### [PROMPT]
Set every record down again, exactly and completely.

### [Stored dataset items]
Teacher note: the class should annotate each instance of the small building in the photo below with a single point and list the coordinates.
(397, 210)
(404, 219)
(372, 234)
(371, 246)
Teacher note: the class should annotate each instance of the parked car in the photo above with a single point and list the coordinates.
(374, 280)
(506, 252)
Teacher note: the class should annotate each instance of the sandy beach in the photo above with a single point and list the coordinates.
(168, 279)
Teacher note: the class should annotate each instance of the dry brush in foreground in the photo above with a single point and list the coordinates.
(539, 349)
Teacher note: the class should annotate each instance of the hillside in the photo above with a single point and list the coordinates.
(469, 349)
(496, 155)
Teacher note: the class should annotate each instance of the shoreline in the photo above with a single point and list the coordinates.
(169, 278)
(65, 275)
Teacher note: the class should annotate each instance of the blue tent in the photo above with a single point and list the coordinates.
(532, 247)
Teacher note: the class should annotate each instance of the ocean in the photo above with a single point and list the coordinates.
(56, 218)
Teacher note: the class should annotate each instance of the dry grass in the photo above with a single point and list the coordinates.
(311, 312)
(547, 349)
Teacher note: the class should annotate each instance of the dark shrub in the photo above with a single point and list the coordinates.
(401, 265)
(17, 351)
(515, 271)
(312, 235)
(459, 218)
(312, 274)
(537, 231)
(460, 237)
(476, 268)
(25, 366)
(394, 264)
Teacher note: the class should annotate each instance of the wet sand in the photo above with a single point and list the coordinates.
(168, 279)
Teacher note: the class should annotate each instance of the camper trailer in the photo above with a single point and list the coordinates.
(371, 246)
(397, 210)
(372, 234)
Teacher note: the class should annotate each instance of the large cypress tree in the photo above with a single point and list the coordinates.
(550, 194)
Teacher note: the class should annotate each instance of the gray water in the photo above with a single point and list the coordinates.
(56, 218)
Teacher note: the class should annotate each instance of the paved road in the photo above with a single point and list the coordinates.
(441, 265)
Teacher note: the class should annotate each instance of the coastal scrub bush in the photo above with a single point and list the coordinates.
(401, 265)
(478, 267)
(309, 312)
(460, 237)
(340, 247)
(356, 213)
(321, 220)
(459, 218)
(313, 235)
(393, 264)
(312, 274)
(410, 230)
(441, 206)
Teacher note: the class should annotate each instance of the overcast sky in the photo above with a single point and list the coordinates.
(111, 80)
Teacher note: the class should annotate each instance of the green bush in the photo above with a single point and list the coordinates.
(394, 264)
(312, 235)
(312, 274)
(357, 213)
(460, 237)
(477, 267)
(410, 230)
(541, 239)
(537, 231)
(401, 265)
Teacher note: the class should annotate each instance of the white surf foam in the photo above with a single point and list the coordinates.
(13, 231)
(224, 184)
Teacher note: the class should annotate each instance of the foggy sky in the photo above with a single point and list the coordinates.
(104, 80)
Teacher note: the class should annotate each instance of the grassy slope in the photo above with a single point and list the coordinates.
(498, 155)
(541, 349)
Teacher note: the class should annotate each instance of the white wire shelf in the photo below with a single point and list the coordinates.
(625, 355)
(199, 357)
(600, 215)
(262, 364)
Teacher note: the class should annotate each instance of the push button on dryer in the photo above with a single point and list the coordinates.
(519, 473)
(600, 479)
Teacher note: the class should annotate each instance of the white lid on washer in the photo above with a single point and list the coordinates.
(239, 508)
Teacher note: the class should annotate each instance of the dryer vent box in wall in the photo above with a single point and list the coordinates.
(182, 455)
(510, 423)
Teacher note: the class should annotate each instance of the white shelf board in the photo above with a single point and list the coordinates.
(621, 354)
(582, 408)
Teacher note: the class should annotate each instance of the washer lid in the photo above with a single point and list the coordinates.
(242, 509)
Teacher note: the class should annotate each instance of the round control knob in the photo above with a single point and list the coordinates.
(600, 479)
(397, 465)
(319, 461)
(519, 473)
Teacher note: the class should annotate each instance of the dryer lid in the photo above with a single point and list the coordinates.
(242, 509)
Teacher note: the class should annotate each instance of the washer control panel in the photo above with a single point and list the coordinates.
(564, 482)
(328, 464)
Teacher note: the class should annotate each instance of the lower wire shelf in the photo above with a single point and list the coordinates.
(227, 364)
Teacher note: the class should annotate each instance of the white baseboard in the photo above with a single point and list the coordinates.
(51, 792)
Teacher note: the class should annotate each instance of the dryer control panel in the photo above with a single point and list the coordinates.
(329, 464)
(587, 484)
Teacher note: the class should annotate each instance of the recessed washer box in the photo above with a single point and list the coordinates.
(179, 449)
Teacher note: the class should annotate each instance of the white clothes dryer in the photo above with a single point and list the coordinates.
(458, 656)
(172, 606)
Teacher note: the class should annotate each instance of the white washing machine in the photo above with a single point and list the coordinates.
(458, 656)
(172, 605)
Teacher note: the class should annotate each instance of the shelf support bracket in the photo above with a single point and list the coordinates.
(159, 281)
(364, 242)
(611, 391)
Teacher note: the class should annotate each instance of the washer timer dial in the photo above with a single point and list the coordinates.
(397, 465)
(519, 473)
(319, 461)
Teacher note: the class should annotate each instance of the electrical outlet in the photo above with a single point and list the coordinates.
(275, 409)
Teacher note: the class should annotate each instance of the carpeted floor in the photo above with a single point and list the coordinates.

### [TASK ANSWER]
Teacher note: the class should annotate each instance of the small building in the photo below with a single point and list the coordinates.
(397, 210)
(404, 219)
(372, 234)
(371, 246)
Teacher note: the class should annotate each instance of the parked car in the photo above with a single point and list the coordinates.
(374, 280)
(506, 252)
Teacher note: the class should annotate each instance of the sandy beach in the photo above with a single point and list the coordinates.
(168, 279)
Teacher note: the class should annotate each instance of the dry brush in foreground in the photo above with a single point and list the coordinates.
(539, 349)
Teacher note: the class should annotate each instance of the hillside in the photo above with a single point and list the coordinates.
(469, 349)
(496, 155)
Teacher note: the class should annotate each instance of the shoreline in the photo above with a single point and list the coordinates.
(169, 278)
(65, 275)
Teacher note: the class should annotate each instance of the blue tent in the photo above with a single point and list the coordinates.
(532, 247)
Teacher note: the class should annotate each instance of the ocean in the photo above with a single point and list the coordinates.
(56, 218)
Teacher note: the class should annotate each instance of the dry grass in the photo above with a single point and list the coordinates.
(311, 312)
(547, 349)
Teacher note: the class should annotate each instance of the dark shrub in the photo above with a single point and list the coordinates.
(401, 265)
(17, 351)
(515, 271)
(312, 235)
(459, 218)
(312, 274)
(537, 231)
(460, 237)
(476, 268)
(25, 366)
(394, 264)
Teacher note: the class should annotate each instance of the wet sand in the photo above with a single point and list the coordinates.
(168, 279)
Teacher note: the class should annotate each instance of the camper trailer in the photo above with a single point and list the coordinates.
(371, 246)
(397, 210)
(372, 234)
Teacher note: the class should annotate each instance of the large cypress tree in the photo above with a single point and list the coordinates.
(550, 194)
Teacher note: the class should annotate each instance of the gray water in the photo above with a single point and list the coordinates.
(56, 218)
Teacher note: the class should annotate each instance of the paved road in the photo above with a single point and list the coordinates.
(441, 265)
Teacher note: the class should annotate each instance of the coastal scrub bush in the photo above with a single point and list the coordinates.
(401, 265)
(478, 267)
(309, 312)
(460, 237)
(340, 247)
(356, 213)
(321, 220)
(459, 218)
(313, 235)
(393, 264)
(312, 274)
(410, 230)
(441, 206)
Teacher note: the class should annotate each instance of the overcast sky in the photo above with a single point and list the coordinates.
(111, 80)
Teacher note: the class should annotate each instance of the green bush in the photo above with a single point and list the coordinates.
(394, 264)
(312, 235)
(312, 274)
(357, 213)
(460, 237)
(477, 267)
(410, 230)
(541, 239)
(537, 231)
(401, 265)
Teacher note: the class should annotate each instance of the white surf foam in the photo above with a single point and list the coordinates.
(13, 231)
(224, 184)
Teacher note: the class should annotate each instance of the foggy sky in the photo above with a single point and list the coordinates.
(104, 80)
Teacher note: the class should annotate each instance of the grassy slope in the photo above with a single point and list the coordinates.
(498, 155)
(541, 349)
Teacher note: the class should annotate each instance of the white wire shelf in the photo below with a single point and list the coordinates.
(625, 355)
(199, 357)
(600, 215)
(262, 364)
Teacher note: the class should annotate each instance of the push button on dryer in the photo above with a single point and list the coordinates.
(519, 473)
(600, 479)
Teacher note: the class should annotate each instance of the white lid on washer in the photo above with a single point and list the coordinates.
(239, 508)
Teacher note: the class should annotate each instance of the dryer vent box in wall in the photo above with a single point and list the coordinates.
(182, 455)
(510, 423)
Teacher note: the class should annotate each instance of the white shelf board in the photo above with a single point and list the coordinates.
(621, 354)
(582, 408)
Teacher note: the class should annotate each instance of the washer lid in the photo above with a single point and list the coordinates.
(242, 509)
Teacher note: the class should annotate each instance of the round control knob in the photo above with a single point and list the coordinates.
(600, 479)
(397, 465)
(319, 461)
(519, 473)
Teacher note: the class should annotate each instance of the dryer lid in the photo above with a single point and list the coordinates.
(242, 509)
Teacher note: the class should annotate each instance of the washer control panel in the photo above with a single point and list the coordinates.
(564, 482)
(328, 464)
Teacher note: the class should annotate each instance of the lower wire shelf in the photo above with a single point and list the coordinates.
(227, 364)
Teacher note: the class should annotate each instance of the white baseboard in the photo above with a single point and list the coordinates.
(51, 792)
Teacher note: the class should annotate each instance of the dryer control panel in the photo above with a single point and list the coordinates.
(329, 464)
(587, 484)
Teacher note: the class should annotate each instance of the recessed washer box in the photo above with a single point and list the coordinates.
(179, 449)
Teacher note: the class should annotate each instance of the white clothes dryer in the photo above with a single point and list the coordinates.
(458, 656)
(172, 606)
Teacher note: the class should annotate each instance of the white washing machine in the photo above with a single point and list the coordinates.
(458, 656)
(172, 605)
Teacher note: the class should annotate each instance of the shelf support bracket in the photo above with a single point and list the coordinates.
(159, 281)
(364, 242)
(611, 391)
Teacher note: the class should annotate each instance of the washer timer dial in the photo above with a single point and list the coordinates.
(397, 465)
(519, 473)
(319, 461)
Teacher note: the class should annotate each instance of the electrical outlet in the photo above with a single point and list the coordinates.
(275, 409)
Teacher note: the class should annotate each instance of the carpeted floor in the photo above with a single point and list the coordinates.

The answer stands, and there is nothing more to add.